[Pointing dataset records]

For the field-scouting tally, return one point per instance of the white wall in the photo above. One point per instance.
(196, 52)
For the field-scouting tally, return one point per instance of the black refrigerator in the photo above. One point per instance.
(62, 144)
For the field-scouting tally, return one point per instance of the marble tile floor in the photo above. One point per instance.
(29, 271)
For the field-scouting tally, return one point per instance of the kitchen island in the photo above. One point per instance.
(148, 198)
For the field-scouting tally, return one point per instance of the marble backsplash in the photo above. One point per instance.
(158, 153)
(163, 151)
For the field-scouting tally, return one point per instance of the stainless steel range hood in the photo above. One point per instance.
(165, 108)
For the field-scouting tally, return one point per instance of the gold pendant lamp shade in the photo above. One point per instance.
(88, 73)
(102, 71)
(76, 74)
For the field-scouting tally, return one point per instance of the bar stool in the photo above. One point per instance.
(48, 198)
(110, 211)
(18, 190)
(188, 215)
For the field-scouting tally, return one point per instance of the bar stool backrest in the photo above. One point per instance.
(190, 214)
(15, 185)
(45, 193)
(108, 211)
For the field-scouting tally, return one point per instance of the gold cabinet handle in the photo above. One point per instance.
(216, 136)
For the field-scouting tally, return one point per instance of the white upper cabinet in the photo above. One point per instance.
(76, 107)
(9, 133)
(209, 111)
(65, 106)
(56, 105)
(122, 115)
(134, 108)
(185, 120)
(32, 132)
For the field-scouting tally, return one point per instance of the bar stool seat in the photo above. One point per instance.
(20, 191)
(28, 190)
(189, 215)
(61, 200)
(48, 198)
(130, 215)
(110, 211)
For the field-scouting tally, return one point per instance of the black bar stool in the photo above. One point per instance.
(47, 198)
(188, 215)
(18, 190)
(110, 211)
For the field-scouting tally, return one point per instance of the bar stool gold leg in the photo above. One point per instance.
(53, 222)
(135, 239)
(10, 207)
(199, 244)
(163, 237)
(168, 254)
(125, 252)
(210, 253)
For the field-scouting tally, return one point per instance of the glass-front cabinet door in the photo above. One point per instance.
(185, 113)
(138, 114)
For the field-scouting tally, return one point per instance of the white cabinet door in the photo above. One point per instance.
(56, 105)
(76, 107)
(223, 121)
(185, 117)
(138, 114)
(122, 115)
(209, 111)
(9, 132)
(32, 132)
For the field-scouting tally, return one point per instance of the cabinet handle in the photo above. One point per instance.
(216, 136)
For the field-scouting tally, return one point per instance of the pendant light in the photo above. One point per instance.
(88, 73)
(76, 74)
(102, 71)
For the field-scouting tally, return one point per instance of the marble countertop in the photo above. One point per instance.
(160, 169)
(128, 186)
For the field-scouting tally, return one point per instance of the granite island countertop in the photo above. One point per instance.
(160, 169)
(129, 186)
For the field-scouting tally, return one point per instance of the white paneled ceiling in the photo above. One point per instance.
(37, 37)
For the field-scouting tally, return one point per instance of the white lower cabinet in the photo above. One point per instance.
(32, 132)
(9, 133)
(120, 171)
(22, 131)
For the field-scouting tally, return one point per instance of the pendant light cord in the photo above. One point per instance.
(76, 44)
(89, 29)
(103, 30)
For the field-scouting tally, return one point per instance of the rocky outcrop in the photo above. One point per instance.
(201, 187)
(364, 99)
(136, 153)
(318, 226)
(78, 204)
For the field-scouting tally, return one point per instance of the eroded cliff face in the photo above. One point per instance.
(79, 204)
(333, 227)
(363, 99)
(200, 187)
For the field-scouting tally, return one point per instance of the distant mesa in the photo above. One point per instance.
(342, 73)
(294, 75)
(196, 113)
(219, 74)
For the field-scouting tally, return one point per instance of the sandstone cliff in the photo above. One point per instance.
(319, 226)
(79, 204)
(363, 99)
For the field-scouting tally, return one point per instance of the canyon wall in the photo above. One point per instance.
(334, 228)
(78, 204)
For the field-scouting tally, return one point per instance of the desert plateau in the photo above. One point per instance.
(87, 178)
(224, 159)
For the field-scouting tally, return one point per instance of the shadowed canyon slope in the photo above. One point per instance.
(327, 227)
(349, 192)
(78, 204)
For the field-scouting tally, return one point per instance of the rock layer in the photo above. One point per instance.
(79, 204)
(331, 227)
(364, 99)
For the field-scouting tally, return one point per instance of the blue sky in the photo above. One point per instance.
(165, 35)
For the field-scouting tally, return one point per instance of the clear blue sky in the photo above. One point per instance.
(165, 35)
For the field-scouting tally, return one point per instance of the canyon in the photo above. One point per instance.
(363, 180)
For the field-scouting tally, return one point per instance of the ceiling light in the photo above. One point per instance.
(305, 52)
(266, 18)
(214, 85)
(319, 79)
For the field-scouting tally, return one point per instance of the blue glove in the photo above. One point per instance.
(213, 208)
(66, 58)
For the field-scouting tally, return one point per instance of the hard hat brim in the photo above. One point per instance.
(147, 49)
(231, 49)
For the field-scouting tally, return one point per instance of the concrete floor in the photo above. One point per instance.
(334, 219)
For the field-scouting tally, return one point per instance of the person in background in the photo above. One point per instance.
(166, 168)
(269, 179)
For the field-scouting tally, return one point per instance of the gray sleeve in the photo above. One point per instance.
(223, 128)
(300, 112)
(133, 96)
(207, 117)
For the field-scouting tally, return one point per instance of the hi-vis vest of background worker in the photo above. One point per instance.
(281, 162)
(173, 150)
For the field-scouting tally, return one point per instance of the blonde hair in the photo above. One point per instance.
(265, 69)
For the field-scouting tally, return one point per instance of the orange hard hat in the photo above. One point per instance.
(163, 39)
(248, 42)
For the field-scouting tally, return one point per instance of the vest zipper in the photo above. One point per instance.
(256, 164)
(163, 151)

WORK REQUIRED:
Copy every one of the records above verbatim, keeping each line as it is.

RESULT OF THE TASK:
For the field-scouting tally, return one point per instance of the white wall in the photo above. One point per instance.
(196, 52)
For the field-scouting tally, return one point per instance of the black refrigerator in the photo above. One point per instance.
(62, 144)
For the field-scouting tally, return one point per instance of the marble tile floor in the photo above. One point per instance.
(29, 271)
For the field-scouting tally, return one point per instance of the kitchen island in the photo above. One point per instance.
(148, 198)
For the field-scouting tally, return one point per instance of the marble backsplash in the photo above. One point per instance.
(158, 153)
(163, 151)
For the field-scouting tally, return one point per instance of the stainless steel range hood in the photo above. One point per instance.
(165, 108)
For the field-scouting tally, return one point per instance of the gold pendant lamp shade in the photo above. One point per instance.
(88, 73)
(102, 71)
(76, 74)
For the field-scouting tally, return one point per instance of the bar stool in the photo above. One point per instance.
(48, 198)
(110, 211)
(18, 190)
(188, 215)
For the field-scouting tally, return one point per instance of the bar stool backrest in the photo above. One point per instance.
(190, 214)
(15, 185)
(45, 193)
(108, 211)
For the field-scouting tally, return one point per instance of the gold cabinet handle in the photo above. One point per instance.
(216, 136)
For the field-scouting tally, return one point per instance of the white upper cabinet in the photo above. One point per instance.
(76, 107)
(9, 133)
(209, 111)
(65, 106)
(56, 105)
(122, 115)
(134, 108)
(185, 120)
(32, 132)
For the field-scouting tally, return one point per instance of the bar stool seat in the photo above. One point per instance.
(20, 191)
(28, 190)
(189, 215)
(61, 200)
(48, 198)
(130, 215)
(110, 211)
For the field-scouting tally, return one point per instance of the black bar stool in the photo above. One point per instance.
(47, 198)
(188, 215)
(18, 190)
(110, 211)
For the field-scouting tally, return one point per instance of the bar stool gold leg in the photo above. One point per instance.
(53, 222)
(135, 239)
(10, 207)
(199, 244)
(163, 237)
(168, 254)
(125, 252)
(210, 253)
For the field-scouting tally, return one point per instance of the glass-front cabinet door in the photo above. One point per instance.
(185, 113)
(138, 114)
For the field-scouting tally, return one point per instance of the white cabinet door in the photo above. One point per instance.
(56, 105)
(76, 107)
(223, 121)
(185, 117)
(138, 114)
(122, 115)
(209, 111)
(9, 132)
(32, 132)
For the field-scouting tally, return one point per instance of the cabinet handle in the photo above. One point per instance.
(216, 136)
For the field-scouting tally, return one point per instance of the pendant light in the photo above. One point per instance.
(88, 73)
(76, 74)
(102, 71)
For the field-scouting tally, return one point per instance of the marble countertop in the photo above. One point per instance.
(160, 169)
(128, 186)
For the field-scouting tally, return one point per instance of the granite island countertop in the photo above. One point per instance.
(160, 169)
(129, 186)
For the field-scouting tally, return one point per instance of the white paneled ceiling in the photo above. One point per instance.
(37, 37)
For the field-scouting tally, return one point per instance of the white lower cabinet in the photo above. One point per instance.
(32, 132)
(9, 133)
(120, 171)
(22, 131)
For the field-scouting tally, return one point per instance of the pendant light cord in the photo above. One point per instance.
(76, 44)
(89, 29)
(103, 30)
For the field-scouting tally, return one point per instance of the rocky outcrop in the photo above. One point per instance.
(201, 187)
(364, 99)
(136, 153)
(318, 226)
(78, 204)
For the field-scouting tally, return one point per instance of the eroded cliff face in the photo above. One point per instance.
(79, 204)
(333, 227)
(363, 99)
(200, 187)
For the field-scouting tally, return one point per instance of the distant mesa in the photo above. One point per instance.
(342, 73)
(294, 75)
(196, 113)
(219, 74)
For the field-scouting tally, return one point per instance of the sandstone cliff in the photo above. One point per instance.
(319, 226)
(79, 204)
(363, 99)
For the field-scouting tally, return one point per instance of the canyon wall in the photo above. One point per instance.
(334, 228)
(78, 204)
For the field-scouting tally, return one point per instance of the desert plateau in the photo above. One point per instance.
(87, 178)
(224, 159)
For the field-scouting tally, return one point per instance of the shadowed canyon slope in the photo above. One point per instance.
(327, 227)
(349, 192)
(78, 204)
For the field-scouting tally, return one point per instance of the rock layer in the photo above. One point per instance.
(79, 204)
(331, 227)
(364, 99)
For the field-scouting tally, return one point per instance of the blue sky in the photo above. One point per instance.
(165, 35)
For the field-scouting tally, return one point per instance of the clear blue sky in the photo above. One point per instance.
(165, 35)
For the field-scouting tally, return one point per instance of the canyon in the photo above. One point per instance.
(363, 180)
For the field-scouting tally, return one point per instance of the ceiling light in the photo above. One point per instance.
(305, 52)
(266, 18)
(214, 85)
(319, 79)
For the field-scouting tally, return one point per instance of the blue glove in the photo above. One point per instance.
(213, 208)
(66, 58)
For the field-scouting tally, return one point per instance of the hard hat brim in the photo above. One point per instance.
(147, 49)
(231, 49)
For the field-scouting tally, return one point per instance of the concrete floor in the photo above. One point per instance.
(334, 219)
For the field-scouting tally, return one point per instance of the person in background in the photo above. One point per instance.
(166, 168)
(269, 179)
For the field-scouting tally, return one point per instance of the gray sleeve in the photo above. One point per instance.
(223, 128)
(300, 112)
(133, 96)
(207, 117)
For the field-scouting tally, return one point per instance of the hi-vis vest of background worker in the photo above. One point per instance.
(281, 162)
(173, 150)
For the field-scouting tally, return one point per instance of the blonde hair in the photo above. One point per instance.
(265, 69)
For the field-scouting tally, return one point per instance of the orange hard hat in the photo above. One point per instance.
(163, 39)
(248, 42)
For the field-scouting tally, return one point per instance of the vest zipper in the photo above. One point per instance.
(256, 164)
(163, 151)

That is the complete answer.